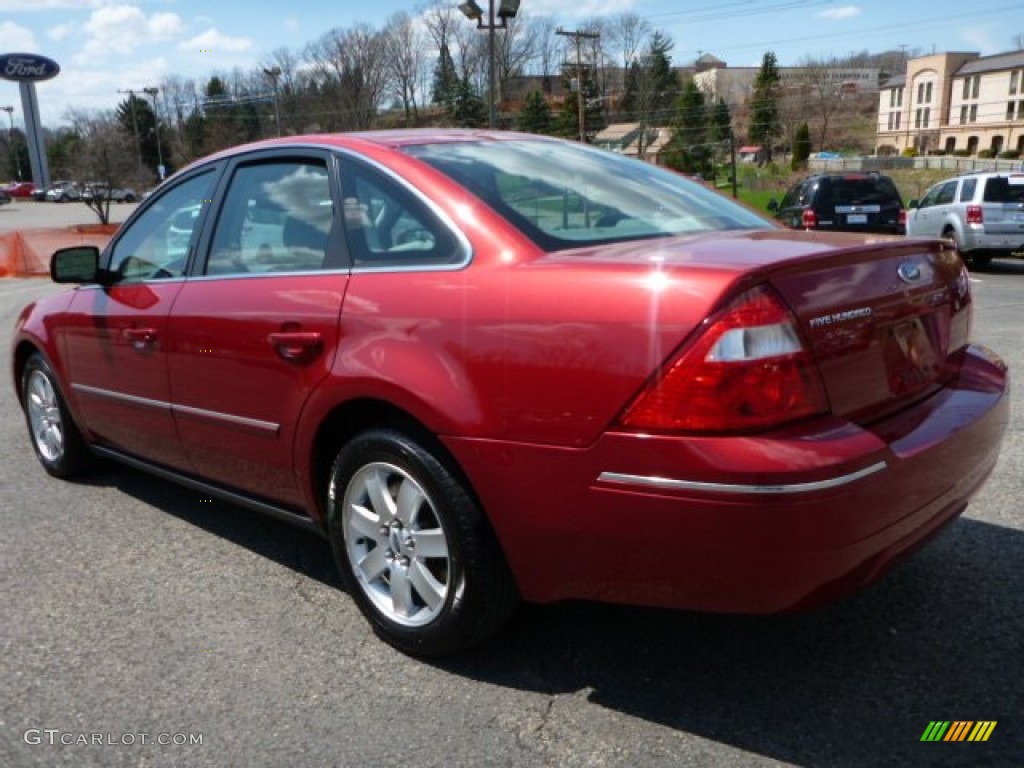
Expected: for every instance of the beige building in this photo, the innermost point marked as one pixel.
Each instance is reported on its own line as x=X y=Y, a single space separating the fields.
x=954 y=102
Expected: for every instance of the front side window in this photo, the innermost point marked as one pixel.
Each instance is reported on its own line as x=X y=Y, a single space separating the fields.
x=387 y=225
x=564 y=196
x=156 y=245
x=276 y=217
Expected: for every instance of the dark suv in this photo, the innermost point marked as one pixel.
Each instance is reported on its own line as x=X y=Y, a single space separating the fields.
x=844 y=202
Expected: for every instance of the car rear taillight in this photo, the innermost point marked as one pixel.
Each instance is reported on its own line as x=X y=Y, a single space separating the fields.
x=749 y=370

What the task requires: Copy out the listing above in full and keep the pictures out.

Result:
Expected: for every instance of the beige building in this photo, the innermost point marked as one pixel.
Each instance is reported on its own line as x=X y=Y, a single space separating the fields.
x=954 y=102
Expected: for every instance of the front side window in this photo, the innermost point marked as one pixel.
Each instance is reported on its own line as x=X y=Y, a single space separating the fields.
x=387 y=225
x=564 y=196
x=156 y=245
x=276 y=217
Expected: for every instance of the dark suv in this photo, the innermost point marked as one pixel.
Each instance is reported on its own line as x=X y=Y, a single space separating the fields.
x=844 y=202
Expected: for every instance of the car rear taillight in this photo, the innermost point marked as one pixel.
Each instance is reported on its own line as x=X y=Y, a single space separating the fields.
x=749 y=370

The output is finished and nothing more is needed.